*YOUR ASSIGNMENT*.
Answer these from the text below on gas flow meter calibration and flow computers:
(a) What can be applied as a correction within the flow computer?
(b) Which four problems does the text say a meter with advanced diagnostics can help detect?
(c) For how long does the gas flow computer typically store timestamped volume records?

*SELECTED PASSAGE*.
______

Proving and calibration

Periodic calibration of meters is necessary, as their performance can be affected by many things, such as change in physical properties (pressure, temperature, flow rate), mechanical wear, obstructions in the pipe, product build-up and encrustations. For all these reasons, meter performance must be regularly verified to make sure that results are consistent and traceable to an external reference. Meter calibration validates consistent meter accuracy and provides traceable evidence of meter performance.

The simplest and cheapest way of calibration is to ensure mechanical tolerances are compliant with a standard, ie, orifice plate. Another way of calibrating a flow meter is to put it in series with another flow meter of higher accuracy and to compare their readings. A calibrated master meter may be used to measure the flow in a pipe and to calibrate other meters. To achieve a check on the performance of a master meter they are often used in a pair, either in series, so that the consistency of their readings is continually checked, or in parallel, where one is used most of the time and the second is kept as a particularly high-precision meter for occasional checks. Test results are calculated by comparing the reading of the master meter with the meter on test.

Meters can also be sent to external laboratories that can provide calibration services. The third-party calibration facility will normally provide detail of the offset from the reference standard for the meter over the calibrated flow range. This known offset can then be applied as a correction within the flow computer.

Third-party calibration of a gas volume meter is a costly operation, but it is necessary to ensure the high performance required of the meter and to ensure that the system agreed uncertainty can be achieved. One method of reducing such costs is to use a meter that has an advanced diagnostics capability.

Troubleshooting

Flow meters with advanced diagnostics help the operator to be aware of potential problems in the meter and in the sensors (equipment wear, damage). They also help with a number of other events that can occur during operations, in both fluid conditions or in the pipeline itself. As an example, such a meter can help the operator detect problems such as entrained liquids, liquid accumulations, blockage (eg, in the flow conditioner) and pipe coating.

Advanced diagnostics, together with the possibility to set actionable alerts once a specific problem has been identified, will help tremendously by offering an operational insight into pipeline parameters and measurement system health between two consecutive calibrations.

Flow computers

For custody transfer applications, flow computers (FC) are usually mandatory; they measure, monitor and may provide control of gas flow for all types of meters. In volumetric flow measurement, different types of meters will read different gas characteristics — in which case the FC will receive a signal from the meter plus gas temperature and pressure. In many cases, an algorithm is required to convert the reading into a flow rate. Since gas is compressible and affected by temperature, the gas temperature and pressure must also be monitored and compared to a specified standard temperature and pressure within the algorithm.

Mass flow needs to be calculated based on the density of the gas. Since a natural gas stream contains a mix of various hydrocarbon gases of different densities and also some inert gases like nitrogen and carbon dioxide, the gas flow computer will require the entry of mole percentages for each gas component. Mole percentages must be determined via gas sample analysis.

Based on accurate mass flow calculations it becomes possible, based on the energy content of each gas component, to calculate energy flow, since each gas component contains different energy content. Energy flow metering is the ultimate goal, since this is where the true value is for the customer.

In addition to providing volumetric, mass and energy flow data, the gas flow computer also provides date and time as well as instantaneous, hourly and daily data. The gas flow computer typically stores timestamped volume records for up to 35 days in order to provide sufficient time for a host system to retrieve the records as well as to allow time for human intervention if this retrieval fails to occur.

______

*SUPPLIED RECORDS*.
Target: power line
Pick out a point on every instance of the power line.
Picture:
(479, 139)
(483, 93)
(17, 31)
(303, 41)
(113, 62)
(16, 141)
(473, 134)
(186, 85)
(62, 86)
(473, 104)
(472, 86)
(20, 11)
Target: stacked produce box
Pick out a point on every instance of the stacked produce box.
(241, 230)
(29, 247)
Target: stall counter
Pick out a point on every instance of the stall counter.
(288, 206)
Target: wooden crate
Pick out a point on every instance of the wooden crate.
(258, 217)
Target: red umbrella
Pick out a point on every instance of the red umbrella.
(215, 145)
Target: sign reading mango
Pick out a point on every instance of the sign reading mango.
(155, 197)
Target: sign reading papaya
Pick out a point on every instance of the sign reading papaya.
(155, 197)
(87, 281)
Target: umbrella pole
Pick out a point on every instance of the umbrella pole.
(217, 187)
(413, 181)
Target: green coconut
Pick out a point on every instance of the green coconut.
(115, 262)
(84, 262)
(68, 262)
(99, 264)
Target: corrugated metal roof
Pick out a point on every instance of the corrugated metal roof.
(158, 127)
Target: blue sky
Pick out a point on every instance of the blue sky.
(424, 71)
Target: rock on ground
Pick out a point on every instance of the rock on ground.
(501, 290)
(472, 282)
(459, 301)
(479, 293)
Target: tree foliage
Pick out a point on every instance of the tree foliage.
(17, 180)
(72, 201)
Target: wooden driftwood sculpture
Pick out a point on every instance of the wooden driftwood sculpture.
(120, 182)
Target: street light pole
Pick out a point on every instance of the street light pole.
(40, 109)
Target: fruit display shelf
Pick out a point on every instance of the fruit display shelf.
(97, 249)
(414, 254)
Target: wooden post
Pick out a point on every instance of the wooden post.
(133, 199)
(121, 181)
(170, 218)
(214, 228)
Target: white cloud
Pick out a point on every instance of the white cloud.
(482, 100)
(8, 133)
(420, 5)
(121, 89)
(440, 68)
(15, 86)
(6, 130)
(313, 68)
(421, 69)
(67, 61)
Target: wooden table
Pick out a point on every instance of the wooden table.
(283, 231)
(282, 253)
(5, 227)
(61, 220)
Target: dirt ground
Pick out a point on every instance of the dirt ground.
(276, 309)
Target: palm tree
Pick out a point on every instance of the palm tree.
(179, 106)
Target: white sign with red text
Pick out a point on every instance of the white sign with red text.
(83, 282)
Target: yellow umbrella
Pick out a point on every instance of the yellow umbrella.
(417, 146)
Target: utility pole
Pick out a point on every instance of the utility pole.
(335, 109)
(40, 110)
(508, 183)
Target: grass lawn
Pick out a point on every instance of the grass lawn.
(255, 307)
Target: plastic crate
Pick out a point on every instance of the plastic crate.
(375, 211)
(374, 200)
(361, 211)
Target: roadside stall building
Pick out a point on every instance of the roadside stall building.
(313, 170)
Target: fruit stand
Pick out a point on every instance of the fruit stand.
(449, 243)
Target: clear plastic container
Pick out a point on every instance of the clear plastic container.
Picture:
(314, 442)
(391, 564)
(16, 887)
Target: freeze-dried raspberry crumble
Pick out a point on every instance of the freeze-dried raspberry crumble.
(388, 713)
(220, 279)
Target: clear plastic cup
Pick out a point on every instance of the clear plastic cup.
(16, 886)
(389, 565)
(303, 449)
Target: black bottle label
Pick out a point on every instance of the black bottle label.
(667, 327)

______

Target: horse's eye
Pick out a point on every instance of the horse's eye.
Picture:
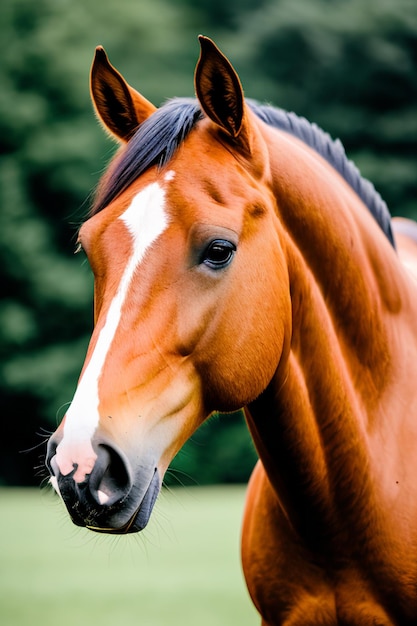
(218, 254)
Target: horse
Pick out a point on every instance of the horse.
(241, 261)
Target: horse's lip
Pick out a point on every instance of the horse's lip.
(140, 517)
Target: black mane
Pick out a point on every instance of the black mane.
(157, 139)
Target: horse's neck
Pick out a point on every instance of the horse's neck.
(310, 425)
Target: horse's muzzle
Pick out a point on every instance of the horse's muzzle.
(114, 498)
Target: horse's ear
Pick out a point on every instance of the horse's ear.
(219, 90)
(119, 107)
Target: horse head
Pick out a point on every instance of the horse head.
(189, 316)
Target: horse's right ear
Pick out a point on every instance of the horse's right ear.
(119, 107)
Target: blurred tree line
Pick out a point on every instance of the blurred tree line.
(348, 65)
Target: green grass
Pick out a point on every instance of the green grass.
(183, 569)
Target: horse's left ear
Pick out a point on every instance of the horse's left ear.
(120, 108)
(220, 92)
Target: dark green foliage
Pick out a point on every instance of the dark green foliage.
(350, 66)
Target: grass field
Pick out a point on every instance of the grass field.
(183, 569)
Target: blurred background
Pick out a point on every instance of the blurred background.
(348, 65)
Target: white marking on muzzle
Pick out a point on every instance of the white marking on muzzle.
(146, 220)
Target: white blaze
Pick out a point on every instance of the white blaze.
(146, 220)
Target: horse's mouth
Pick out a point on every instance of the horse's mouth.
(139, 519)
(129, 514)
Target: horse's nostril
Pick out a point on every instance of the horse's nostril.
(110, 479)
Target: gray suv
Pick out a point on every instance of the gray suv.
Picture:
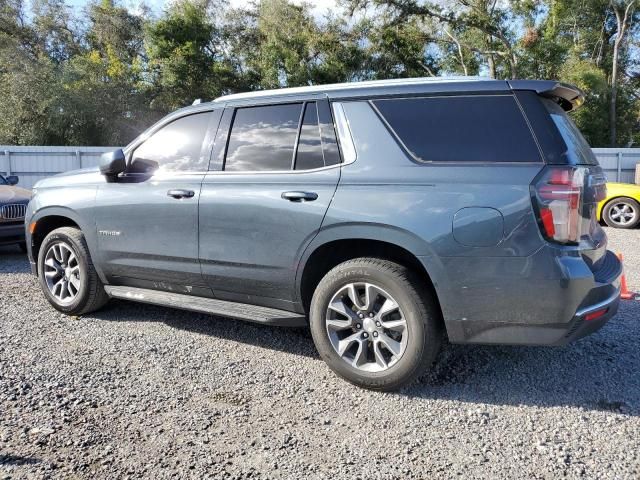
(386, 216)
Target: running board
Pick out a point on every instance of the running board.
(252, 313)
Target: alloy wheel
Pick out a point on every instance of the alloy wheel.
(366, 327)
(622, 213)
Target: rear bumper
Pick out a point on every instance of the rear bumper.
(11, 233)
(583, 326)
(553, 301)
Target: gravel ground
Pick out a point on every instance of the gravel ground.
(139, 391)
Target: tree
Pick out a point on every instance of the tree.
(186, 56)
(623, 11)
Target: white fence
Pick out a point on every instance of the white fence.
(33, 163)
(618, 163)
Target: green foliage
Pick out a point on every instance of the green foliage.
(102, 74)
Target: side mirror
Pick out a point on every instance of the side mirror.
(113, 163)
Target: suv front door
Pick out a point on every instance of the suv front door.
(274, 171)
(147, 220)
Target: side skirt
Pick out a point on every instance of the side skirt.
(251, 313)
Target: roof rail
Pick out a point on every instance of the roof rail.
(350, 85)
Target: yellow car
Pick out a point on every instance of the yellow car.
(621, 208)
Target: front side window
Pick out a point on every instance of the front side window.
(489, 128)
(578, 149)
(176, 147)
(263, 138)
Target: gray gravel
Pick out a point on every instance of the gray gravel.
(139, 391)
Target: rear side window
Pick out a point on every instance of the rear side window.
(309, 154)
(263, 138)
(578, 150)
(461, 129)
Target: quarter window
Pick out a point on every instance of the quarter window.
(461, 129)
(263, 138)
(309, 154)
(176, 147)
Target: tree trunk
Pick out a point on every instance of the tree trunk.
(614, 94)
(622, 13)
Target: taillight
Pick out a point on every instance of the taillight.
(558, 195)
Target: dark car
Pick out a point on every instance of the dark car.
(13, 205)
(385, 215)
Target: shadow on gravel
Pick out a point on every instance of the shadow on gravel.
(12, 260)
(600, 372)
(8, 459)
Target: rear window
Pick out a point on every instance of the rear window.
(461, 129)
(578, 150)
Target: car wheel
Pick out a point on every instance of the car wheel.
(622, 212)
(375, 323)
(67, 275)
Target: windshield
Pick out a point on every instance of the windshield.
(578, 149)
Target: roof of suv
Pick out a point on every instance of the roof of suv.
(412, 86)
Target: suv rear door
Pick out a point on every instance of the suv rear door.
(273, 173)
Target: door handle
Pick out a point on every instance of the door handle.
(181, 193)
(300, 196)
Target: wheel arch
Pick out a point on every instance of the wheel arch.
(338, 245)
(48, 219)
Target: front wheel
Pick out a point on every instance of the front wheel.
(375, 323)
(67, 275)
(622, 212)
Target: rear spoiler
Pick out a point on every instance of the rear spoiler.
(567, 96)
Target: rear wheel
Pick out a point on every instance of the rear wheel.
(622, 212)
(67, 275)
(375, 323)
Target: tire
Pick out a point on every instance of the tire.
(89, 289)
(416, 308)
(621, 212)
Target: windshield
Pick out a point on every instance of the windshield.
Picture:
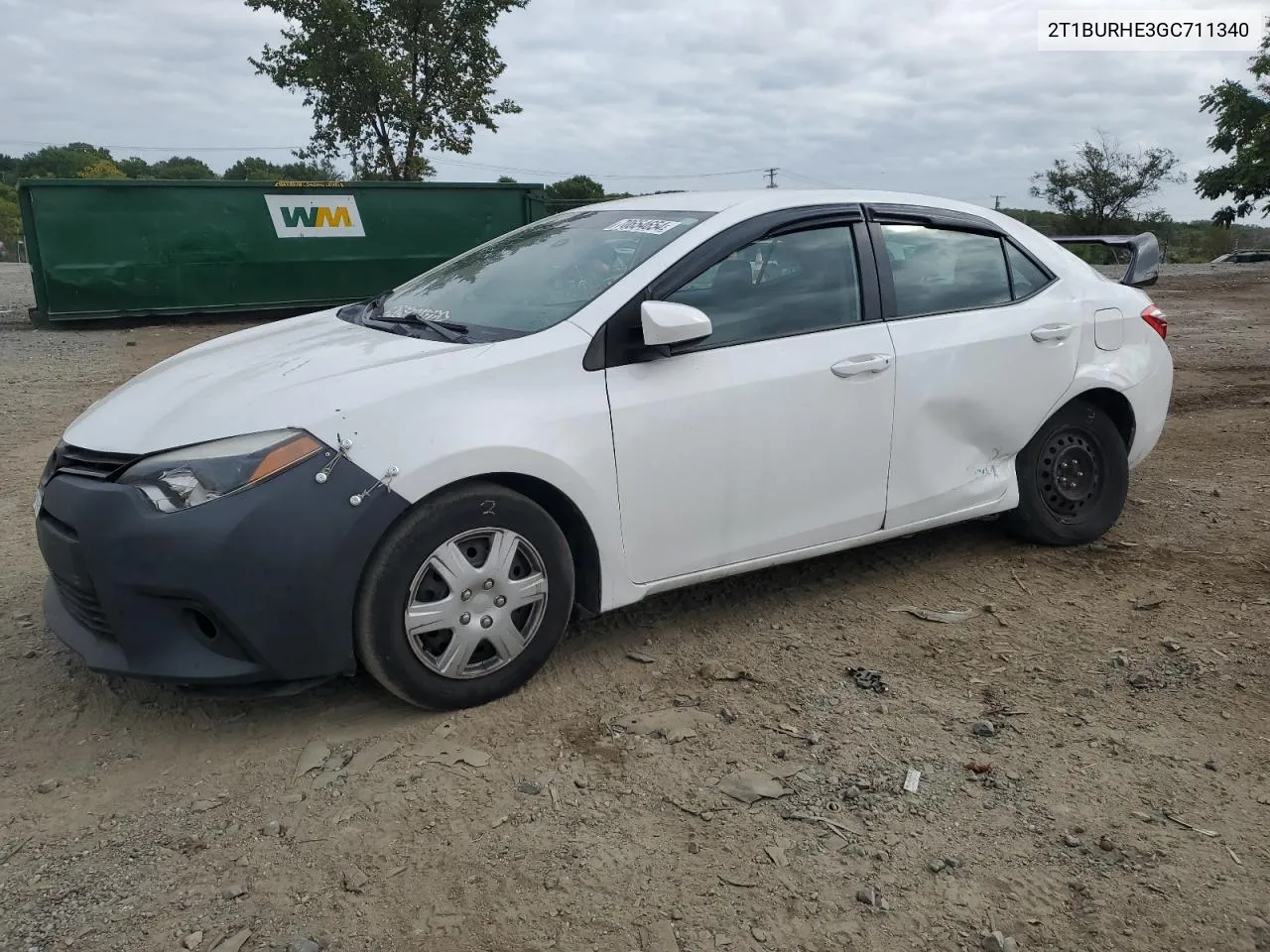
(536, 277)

______

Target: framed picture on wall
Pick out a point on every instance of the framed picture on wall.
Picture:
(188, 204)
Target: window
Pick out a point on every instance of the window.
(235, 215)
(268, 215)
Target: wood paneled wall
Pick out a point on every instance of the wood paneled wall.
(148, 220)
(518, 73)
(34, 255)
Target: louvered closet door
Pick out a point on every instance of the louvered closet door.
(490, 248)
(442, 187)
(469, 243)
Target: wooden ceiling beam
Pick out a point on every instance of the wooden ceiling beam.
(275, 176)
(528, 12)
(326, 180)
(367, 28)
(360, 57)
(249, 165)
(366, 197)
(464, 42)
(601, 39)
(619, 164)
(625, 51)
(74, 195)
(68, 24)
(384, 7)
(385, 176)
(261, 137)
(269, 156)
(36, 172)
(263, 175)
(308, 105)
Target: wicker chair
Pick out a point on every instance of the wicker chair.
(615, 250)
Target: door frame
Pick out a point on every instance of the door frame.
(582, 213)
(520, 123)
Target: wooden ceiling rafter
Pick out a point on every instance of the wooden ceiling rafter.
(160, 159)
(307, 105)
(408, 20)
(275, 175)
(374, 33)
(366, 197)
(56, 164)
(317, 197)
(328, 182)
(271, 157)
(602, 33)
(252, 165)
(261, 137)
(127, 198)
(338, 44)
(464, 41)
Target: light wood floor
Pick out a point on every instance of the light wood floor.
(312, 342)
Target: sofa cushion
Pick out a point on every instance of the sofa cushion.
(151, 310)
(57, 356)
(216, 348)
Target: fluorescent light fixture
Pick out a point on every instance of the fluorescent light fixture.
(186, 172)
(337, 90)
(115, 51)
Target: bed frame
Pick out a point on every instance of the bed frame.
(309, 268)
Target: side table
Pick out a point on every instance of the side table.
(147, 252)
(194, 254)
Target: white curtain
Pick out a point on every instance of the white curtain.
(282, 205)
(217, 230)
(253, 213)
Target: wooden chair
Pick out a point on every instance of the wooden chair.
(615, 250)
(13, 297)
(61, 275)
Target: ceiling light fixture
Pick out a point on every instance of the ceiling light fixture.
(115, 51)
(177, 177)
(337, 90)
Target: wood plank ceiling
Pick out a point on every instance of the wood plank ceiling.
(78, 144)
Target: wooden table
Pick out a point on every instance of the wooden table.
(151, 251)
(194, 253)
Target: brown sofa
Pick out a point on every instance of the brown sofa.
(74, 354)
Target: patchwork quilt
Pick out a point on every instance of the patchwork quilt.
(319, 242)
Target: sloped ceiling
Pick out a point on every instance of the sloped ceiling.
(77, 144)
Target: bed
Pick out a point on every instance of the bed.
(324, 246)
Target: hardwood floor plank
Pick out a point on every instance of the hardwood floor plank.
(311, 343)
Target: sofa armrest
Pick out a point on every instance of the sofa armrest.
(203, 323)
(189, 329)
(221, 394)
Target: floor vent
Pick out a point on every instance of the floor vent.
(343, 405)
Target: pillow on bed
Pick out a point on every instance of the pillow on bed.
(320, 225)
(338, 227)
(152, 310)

______

*RESPONSE TO THIS EXERCISE*.
(a) The known offset from the reference standard for the meter over the calibrated flow range.
(b) Entrained liquids, liquid accumulations, blockage, and pipe coating.
(c) Up to 35 days.